JOB: Starting with the line that contains "of the green", set down each line through the end of the entries below, exactly and with nothing added.

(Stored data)
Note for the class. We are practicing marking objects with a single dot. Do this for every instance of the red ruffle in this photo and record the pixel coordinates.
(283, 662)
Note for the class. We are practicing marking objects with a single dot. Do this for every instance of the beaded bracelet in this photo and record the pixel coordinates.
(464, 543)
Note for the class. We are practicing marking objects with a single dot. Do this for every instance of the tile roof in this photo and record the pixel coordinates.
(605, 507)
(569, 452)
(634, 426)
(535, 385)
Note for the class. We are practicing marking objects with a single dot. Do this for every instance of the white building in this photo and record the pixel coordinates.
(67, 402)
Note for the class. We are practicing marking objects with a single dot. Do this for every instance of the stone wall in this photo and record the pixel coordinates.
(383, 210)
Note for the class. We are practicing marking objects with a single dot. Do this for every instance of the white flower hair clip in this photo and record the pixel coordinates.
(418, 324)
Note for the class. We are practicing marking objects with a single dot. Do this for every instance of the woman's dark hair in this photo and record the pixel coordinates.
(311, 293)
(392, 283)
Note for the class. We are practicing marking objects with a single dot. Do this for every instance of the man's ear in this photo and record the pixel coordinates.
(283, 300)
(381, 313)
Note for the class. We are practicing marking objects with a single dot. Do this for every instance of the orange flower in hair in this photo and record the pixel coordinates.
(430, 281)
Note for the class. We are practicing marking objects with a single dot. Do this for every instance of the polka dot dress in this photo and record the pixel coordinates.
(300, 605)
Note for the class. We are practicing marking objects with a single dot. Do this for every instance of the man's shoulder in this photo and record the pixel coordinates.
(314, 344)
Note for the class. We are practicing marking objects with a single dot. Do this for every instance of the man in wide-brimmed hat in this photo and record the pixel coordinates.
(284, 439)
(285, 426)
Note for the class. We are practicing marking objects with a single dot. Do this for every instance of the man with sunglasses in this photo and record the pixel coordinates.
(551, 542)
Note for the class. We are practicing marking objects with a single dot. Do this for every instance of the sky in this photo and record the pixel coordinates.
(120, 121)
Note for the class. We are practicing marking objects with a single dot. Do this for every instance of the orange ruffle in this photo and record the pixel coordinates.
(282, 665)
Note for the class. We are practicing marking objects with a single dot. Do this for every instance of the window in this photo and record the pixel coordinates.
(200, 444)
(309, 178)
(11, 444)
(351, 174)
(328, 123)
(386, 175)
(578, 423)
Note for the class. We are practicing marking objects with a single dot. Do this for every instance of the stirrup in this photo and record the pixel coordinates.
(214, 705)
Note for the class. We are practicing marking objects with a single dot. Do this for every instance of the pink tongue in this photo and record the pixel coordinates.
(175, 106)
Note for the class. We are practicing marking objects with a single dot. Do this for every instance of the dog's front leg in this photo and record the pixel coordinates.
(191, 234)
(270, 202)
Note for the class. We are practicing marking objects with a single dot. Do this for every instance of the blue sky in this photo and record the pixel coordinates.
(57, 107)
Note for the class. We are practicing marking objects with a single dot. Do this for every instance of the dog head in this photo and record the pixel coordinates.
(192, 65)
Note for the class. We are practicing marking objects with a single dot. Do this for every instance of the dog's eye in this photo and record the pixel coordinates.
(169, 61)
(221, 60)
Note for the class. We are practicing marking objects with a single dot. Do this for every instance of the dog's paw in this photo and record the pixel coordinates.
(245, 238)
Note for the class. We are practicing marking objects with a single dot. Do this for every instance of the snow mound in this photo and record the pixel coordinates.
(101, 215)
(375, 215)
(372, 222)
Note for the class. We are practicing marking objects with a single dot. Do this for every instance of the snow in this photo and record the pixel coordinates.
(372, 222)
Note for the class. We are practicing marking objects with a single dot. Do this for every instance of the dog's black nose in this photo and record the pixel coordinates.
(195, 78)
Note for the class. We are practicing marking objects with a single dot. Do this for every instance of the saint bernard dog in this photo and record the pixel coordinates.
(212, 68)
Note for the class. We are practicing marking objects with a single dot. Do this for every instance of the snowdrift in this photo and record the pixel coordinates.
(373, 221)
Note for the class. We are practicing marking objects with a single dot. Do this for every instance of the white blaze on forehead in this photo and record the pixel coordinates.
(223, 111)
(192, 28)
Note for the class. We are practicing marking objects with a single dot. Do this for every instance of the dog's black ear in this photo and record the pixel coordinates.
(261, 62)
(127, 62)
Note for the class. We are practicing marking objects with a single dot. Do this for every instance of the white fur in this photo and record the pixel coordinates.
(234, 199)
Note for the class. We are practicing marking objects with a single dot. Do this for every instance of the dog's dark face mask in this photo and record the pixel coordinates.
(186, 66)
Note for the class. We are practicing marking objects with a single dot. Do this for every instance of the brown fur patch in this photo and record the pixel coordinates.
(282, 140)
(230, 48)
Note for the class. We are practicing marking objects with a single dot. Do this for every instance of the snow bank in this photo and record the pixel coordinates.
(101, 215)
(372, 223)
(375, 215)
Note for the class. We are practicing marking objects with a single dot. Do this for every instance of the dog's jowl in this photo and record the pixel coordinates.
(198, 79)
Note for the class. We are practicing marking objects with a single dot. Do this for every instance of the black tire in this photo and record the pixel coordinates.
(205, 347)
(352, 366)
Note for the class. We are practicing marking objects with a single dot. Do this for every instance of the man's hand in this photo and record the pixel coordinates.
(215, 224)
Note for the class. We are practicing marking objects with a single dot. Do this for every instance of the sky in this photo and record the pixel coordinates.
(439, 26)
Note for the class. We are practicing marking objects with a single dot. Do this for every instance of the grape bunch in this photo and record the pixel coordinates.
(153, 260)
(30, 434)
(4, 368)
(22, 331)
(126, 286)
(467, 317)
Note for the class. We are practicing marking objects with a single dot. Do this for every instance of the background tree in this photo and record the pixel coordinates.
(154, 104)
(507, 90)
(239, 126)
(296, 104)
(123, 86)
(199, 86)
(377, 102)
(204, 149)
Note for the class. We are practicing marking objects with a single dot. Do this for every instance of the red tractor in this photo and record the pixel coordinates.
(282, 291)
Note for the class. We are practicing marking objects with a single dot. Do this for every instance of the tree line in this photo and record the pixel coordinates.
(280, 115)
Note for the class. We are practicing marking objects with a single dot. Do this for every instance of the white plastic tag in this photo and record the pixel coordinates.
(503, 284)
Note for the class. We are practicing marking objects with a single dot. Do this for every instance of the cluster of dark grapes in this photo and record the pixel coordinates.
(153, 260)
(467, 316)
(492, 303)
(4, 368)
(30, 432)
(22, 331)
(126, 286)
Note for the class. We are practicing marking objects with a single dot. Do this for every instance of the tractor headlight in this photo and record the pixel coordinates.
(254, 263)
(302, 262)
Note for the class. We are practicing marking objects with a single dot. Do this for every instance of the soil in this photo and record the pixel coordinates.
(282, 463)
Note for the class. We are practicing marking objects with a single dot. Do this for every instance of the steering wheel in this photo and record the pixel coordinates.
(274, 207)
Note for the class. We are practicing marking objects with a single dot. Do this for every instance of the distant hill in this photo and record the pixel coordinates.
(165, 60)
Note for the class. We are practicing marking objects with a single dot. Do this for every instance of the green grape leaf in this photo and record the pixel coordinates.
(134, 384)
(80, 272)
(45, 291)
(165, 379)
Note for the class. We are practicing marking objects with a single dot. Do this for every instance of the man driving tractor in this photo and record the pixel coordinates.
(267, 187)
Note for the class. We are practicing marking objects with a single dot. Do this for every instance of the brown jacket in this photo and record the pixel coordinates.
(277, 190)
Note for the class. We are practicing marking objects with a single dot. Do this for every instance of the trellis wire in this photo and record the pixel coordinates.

REPLY TO THE TASK:
Note for the class. We are practicing marking objects with a single dot. Do this for every instance of the green grape leaf in this photo and record the pixel coordinates.
(134, 384)
(80, 272)
(45, 291)
(165, 379)
Note for the class. We are practicing marking objects with a single dot. Do this for every instance of the man driving tractor in this photo and record the pixel coordinates.
(267, 187)
Note for the class. We are practicing marking objects with a single dot. Do this for every instance of the brown jacket in this photo and record the pixel coordinates.
(277, 190)
Note for the class. We are practicing marking objects with a single dot. Do this for every instance of the trellis wire in this photo and record the pixel coordinates.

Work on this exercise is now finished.